What you are asked to do: Lay out the lines below as a two-column CSV with the headers input and output. Each row should hold one item's text under input and its answer under output, with each field in quotes and line breaks replaced by spaces.

Material for the task:
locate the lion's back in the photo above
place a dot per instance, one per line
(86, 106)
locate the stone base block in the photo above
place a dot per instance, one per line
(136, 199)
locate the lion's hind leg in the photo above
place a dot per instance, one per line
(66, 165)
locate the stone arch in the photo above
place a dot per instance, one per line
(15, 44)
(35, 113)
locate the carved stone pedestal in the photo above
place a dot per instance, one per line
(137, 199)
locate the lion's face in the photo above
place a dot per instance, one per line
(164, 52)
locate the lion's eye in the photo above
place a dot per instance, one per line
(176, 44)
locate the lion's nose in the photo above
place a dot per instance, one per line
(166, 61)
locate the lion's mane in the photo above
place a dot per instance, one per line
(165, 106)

Written reply:
input,output
"locate the lion's back in the photo above place a dot per instance, one per line","(86, 106)"
"locate the stone base block in the photo above place a dot per instance, one per line","(136, 199)"
"locate the lion's hind leg in the photo above place a dot per instance, one per line","(66, 165)"
"locate the stone arch in the photo above place a dot per instance, one per line","(15, 44) (35, 113)"
"locate the carved stone pedestal in the photo above place a dot per instance, one per line","(137, 199)"
"locate the lion's face in the photo above place a dot per instance, one per line","(164, 52)"
"locate the lion's eye in the photo above place a dot per instance, one per line","(176, 44)"
"locate the lion's nose in the photo above place a dot per instance, one per line","(166, 61)"
"locate the lion's mane in the photo above place a dot per instance, one per line","(165, 106)"